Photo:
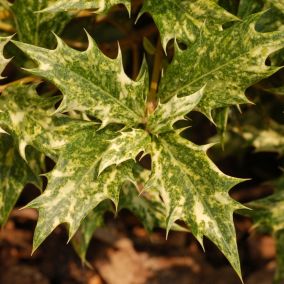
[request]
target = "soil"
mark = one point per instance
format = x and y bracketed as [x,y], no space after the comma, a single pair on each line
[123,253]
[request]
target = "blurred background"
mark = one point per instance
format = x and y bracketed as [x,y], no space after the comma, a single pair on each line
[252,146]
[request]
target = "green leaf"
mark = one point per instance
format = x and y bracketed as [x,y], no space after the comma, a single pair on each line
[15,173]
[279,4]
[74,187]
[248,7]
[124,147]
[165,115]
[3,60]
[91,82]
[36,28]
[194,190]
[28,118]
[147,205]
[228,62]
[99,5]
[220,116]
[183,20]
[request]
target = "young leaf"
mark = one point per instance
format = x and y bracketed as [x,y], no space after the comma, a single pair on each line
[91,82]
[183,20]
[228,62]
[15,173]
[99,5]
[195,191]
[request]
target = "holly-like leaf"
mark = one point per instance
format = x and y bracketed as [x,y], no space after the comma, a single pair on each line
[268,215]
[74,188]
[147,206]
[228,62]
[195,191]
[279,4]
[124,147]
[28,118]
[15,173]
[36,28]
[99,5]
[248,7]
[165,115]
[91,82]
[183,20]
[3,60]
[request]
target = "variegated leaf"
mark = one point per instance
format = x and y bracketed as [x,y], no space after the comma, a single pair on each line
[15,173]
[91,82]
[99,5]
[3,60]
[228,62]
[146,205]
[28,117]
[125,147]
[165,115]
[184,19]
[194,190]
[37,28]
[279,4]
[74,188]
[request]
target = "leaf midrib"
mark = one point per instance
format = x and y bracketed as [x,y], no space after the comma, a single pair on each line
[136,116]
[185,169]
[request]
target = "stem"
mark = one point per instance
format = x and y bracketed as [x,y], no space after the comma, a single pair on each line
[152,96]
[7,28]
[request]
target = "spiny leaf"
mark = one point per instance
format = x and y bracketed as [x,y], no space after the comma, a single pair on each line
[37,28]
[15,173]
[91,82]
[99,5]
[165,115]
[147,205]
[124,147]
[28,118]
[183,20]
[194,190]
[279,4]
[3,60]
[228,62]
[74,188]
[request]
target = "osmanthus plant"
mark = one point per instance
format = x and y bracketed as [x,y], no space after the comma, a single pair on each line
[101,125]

- [THE TASK] Leave out all images, then reproduce the entries above exactly.

- [RESULT FOR THIS TASK]
Photo:
[request]
target = "soil"
mark = one point per instance
format = x and y bracketed as [x,y], no space after the comma, a single pair on each line
[123,253]
[request]
target = "blurred background"
mark = one point per instance
format = x and y bracketed as [x,y], no space after the comma, a single pair on each line
[252,146]
[request]
target = "green leaf"
mark = one point per instance
format = x and y bracketed as [x,y], no space after the comma, a single pair on each line
[15,173]
[279,4]
[74,187]
[248,7]
[124,147]
[165,115]
[3,60]
[91,82]
[36,28]
[194,190]
[28,118]
[147,205]
[228,62]
[99,5]
[220,116]
[183,20]
[request]
target = "young leaf"
mark = one point per instance
format = x and y bracketed as [x,y], no space after the comma, a single pair on each line
[91,82]
[183,20]
[228,62]
[15,173]
[99,5]
[195,191]
[request]
target = "holly-like leaf"
mark = one point per instance
format = x and y bracketed as [x,y], no space after the comma, a single pair on each line
[268,215]
[74,188]
[147,206]
[228,62]
[195,191]
[279,4]
[124,147]
[28,118]
[15,173]
[36,28]
[99,5]
[248,7]
[165,115]
[91,82]
[183,20]
[3,60]
[request]
target = "variegated leaf"
mark = one point per instance
format = x and y bracketed as [x,y], no space after the comma, a single pair on each line
[15,173]
[91,82]
[99,5]
[3,60]
[228,62]
[146,205]
[28,117]
[125,147]
[165,115]
[184,19]
[194,190]
[37,28]
[279,4]
[74,188]
[request]
target = "leaf midrib"
mark = one point per instance
format = x and y bracketed as [x,y], no space after the comma, a single pair on each line
[136,116]
[185,169]
[request]
target = "stem"
mark = one point per instance
format = x and y bracketed as [x,y], no space after the comma, a single pair on each line
[152,96]
[7,28]
[request]
target = "spiny leaf"
mark = one point per instance
format = x and y bracketed as [x,y], no space after the comma, a single pair on each line
[37,28]
[15,173]
[91,82]
[99,5]
[165,115]
[147,205]
[124,147]
[28,118]
[183,20]
[194,190]
[279,4]
[3,60]
[228,62]
[74,188]
[request]
target = "osmanthus plant"
mark = one point per instance
format = x and y bracketed as [x,y], no space after the comma, a single pair on each line
[101,125]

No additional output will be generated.